§ **TRY IT**
Exactly the lines from the one containing "format | pixel" through the end of the data below are to be reproduced, and nothing besides them.

§ **Data entries**
◆ ◆ ◆ ◆ ◆

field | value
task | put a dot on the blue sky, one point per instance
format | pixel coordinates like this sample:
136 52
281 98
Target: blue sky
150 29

◆ ◆ ◆ ◆ ◆

§ **ANSWER TO THIS PROBLEM**
format | pixel coordinates like this sample:
136 52
281 98
Target: blue sky
150 29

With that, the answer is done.